Records from a dataset:
____
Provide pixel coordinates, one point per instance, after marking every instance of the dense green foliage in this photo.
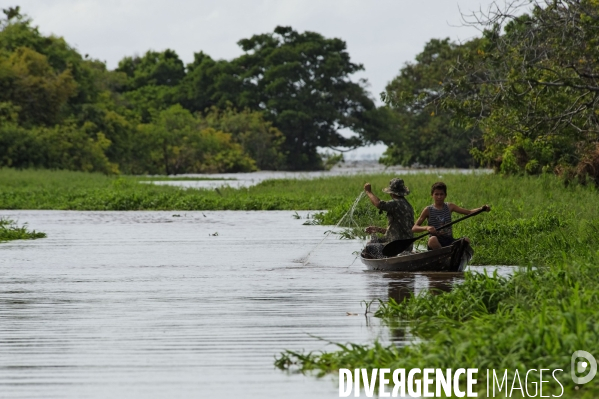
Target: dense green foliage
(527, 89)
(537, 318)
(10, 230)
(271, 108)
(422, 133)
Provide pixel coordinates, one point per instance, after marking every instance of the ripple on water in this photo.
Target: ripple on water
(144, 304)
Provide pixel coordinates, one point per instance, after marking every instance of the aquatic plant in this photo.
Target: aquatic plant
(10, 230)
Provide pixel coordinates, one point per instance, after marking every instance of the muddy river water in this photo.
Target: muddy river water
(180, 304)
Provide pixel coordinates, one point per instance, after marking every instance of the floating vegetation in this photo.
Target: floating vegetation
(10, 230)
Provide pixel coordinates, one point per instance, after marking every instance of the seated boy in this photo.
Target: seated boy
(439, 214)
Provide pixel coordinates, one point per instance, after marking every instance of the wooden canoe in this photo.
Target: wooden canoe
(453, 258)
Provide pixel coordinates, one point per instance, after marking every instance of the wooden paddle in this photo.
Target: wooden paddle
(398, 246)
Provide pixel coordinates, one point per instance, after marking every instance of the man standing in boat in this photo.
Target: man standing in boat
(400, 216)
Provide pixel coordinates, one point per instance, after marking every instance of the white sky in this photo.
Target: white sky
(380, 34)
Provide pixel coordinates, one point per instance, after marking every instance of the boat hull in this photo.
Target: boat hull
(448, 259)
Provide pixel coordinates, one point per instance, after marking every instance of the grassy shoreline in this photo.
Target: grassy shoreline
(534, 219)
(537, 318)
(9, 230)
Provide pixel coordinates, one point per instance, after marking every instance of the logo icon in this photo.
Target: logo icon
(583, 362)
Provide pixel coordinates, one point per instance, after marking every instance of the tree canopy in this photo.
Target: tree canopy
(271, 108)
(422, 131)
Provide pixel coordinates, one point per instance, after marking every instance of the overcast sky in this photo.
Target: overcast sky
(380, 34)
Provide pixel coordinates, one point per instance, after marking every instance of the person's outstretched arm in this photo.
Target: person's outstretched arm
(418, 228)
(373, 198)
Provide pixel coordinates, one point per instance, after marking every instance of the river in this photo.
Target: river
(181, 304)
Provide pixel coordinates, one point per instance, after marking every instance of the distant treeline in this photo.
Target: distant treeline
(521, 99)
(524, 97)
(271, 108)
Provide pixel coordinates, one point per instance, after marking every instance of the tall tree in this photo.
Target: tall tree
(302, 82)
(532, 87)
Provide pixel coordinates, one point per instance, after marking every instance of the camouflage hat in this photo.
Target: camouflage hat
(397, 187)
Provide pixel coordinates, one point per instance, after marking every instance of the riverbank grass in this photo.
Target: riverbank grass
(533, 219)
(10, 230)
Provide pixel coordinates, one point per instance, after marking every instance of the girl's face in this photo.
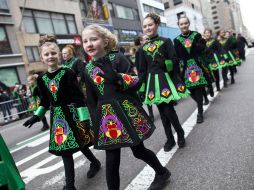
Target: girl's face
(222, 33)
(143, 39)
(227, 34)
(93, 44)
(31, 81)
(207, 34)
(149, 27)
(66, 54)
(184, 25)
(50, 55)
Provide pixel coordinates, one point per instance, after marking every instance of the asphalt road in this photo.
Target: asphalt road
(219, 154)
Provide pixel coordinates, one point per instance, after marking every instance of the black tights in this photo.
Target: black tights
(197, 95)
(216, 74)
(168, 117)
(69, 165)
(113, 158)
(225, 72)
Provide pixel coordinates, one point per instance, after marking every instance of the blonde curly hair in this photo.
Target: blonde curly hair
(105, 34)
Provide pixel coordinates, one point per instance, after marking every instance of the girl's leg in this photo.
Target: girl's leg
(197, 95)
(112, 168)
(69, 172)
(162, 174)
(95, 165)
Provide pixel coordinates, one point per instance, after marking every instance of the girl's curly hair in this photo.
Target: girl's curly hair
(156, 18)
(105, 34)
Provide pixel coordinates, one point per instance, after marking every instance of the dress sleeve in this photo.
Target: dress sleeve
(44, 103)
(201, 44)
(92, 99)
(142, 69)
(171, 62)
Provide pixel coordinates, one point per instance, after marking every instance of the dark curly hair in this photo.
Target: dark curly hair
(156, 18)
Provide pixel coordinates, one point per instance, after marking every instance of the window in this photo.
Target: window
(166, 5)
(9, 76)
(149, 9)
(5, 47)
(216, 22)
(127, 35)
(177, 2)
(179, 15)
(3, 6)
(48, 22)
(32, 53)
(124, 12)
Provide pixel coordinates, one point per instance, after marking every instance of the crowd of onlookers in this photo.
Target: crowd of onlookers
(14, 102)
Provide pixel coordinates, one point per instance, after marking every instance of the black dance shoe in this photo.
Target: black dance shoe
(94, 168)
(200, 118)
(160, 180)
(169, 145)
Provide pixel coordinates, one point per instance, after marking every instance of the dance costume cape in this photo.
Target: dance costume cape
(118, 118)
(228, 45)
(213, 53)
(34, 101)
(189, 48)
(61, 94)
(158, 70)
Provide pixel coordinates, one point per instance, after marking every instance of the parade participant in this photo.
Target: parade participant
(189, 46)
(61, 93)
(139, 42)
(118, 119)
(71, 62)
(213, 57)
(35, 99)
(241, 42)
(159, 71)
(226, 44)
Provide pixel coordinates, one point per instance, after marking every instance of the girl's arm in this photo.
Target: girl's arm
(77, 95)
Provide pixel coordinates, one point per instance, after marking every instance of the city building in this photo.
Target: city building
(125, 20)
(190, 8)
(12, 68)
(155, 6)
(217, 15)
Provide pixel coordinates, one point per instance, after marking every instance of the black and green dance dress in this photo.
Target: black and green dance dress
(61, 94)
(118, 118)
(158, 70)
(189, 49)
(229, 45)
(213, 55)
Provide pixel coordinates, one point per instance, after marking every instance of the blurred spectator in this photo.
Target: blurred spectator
____
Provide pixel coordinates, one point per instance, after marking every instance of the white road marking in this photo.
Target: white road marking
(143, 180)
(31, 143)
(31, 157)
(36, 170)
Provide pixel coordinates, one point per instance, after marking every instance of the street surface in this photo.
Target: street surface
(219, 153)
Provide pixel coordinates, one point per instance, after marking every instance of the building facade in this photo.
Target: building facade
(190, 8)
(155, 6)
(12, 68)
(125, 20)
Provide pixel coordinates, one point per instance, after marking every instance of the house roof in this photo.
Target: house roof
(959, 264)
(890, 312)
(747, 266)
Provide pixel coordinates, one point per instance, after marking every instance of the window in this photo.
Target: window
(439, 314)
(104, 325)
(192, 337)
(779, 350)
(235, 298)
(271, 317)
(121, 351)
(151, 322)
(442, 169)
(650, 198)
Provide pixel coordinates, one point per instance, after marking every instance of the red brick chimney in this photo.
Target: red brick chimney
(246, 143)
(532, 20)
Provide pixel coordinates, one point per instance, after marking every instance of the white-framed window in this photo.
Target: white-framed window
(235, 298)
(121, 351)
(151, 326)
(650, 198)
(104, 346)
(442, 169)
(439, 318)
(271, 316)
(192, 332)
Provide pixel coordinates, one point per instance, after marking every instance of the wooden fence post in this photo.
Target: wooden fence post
____
ACTION ITEM: When a line of the data holds the string "spectator", pick it out and copy it.

RESPONSE TO THIS EXERCISE:
Provide pixel coordinates, one point per instance, after marking every instance of the blurred spectator in this photo.
Target: blurred spectator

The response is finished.